= Directive =
Your copy of the material below should match it exactly, except that it holds no pictures.

= = = = =

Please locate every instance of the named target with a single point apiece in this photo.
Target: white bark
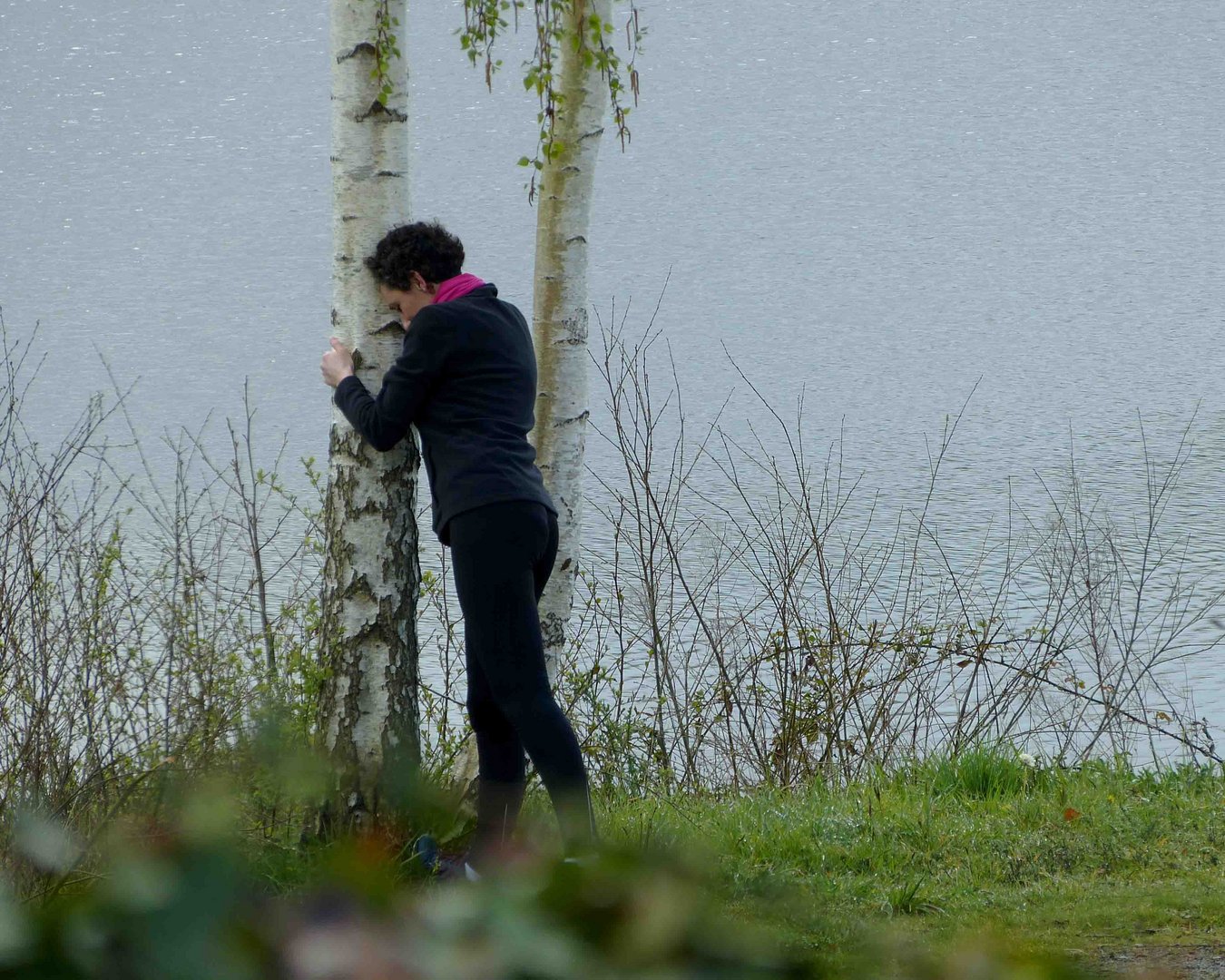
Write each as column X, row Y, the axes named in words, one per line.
column 371, row 578
column 561, row 314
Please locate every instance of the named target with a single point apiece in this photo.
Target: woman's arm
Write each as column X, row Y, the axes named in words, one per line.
column 384, row 419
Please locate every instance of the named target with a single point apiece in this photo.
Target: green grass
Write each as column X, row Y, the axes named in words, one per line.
column 1049, row 859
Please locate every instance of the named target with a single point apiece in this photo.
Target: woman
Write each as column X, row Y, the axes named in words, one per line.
column 467, row 378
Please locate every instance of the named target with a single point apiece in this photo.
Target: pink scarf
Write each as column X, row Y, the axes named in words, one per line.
column 457, row 286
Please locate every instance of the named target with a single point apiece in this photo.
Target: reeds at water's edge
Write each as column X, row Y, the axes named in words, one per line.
column 147, row 622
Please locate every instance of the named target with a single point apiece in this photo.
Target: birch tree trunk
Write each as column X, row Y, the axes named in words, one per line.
column 560, row 309
column 371, row 576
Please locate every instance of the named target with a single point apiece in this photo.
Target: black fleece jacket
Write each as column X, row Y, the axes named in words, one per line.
column 467, row 380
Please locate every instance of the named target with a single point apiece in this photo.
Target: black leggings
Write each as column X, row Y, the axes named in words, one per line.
column 503, row 555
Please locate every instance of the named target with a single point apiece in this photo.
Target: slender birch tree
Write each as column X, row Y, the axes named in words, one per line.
column 369, row 704
column 576, row 97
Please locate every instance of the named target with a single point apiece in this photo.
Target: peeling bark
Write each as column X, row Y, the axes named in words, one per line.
column 369, row 710
column 561, row 314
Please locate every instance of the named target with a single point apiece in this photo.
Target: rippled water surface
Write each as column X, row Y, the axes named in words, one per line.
column 886, row 206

= = = = =

= Finished task =
Please locate every instance of the named target with a single point apiece in this photo.
Target: white bark
Write each as column X, row Y, the axes named in words, one per line.
column 371, row 578
column 561, row 314
Please locate every instance of the named target with a single point apiece in this photo.
Target: woman's arm
Write each as column X, row Y, the axes named in words, one per line.
column 384, row 419
Please locate every instance of the named target with a single point apiece in this photo.
Target: green grass
Write each as column X, row Y, the axes named in words, one per line.
column 1049, row 859
Please locate every instance of the named target with a single point apiece in this photo.
Target: woman
Write each as column X, row Y, the axes named in words, one per line.
column 467, row 378
Please locate every instance of the named target with a single point apiece in this photo.
Target: pink scarf
Write each as column X, row Y, the axes named in words, one per line.
column 457, row 286
Please locate every instance of the named target with a single point apiece in this photo.
Target: reeds at water's edge
Write each as column X, row Y, the axes named in words, one per line.
column 147, row 622
Please locate every instance of the named target with a single point apiece in this photo.
Target: birch tree trunk
Write each as column X, row Y, the axes named in words, one per line.
column 560, row 309
column 371, row 576
Please locate every instance of the named target with a single point apiece in this photo.
Target: black fleece jacket
Write each as column X, row Y, the axes named in words, one per line.
column 467, row 380
Please locate every instance of the named target with a single point apiece in this photo.
Target: black leggings
Write each as column X, row Y, the axes named in words, one per line.
column 503, row 555
Please locate every instance of the named target with a single point apiece in this photo.
Target: slender birch tree
Write each as column X, row Y, the axes named in words, one per line.
column 369, row 704
column 576, row 97
Please locate every instance of the named target with a single point apiece in this photo.
Target: peeling bark
Write each as column X, row Y, the axes named in words, one per line.
column 369, row 710
column 561, row 314
Please locate every instance of the named target with a single point apiece in this photo.
Target: rippled water surface
Write each as column X, row Y, the axes named in words, one per line.
column 886, row 206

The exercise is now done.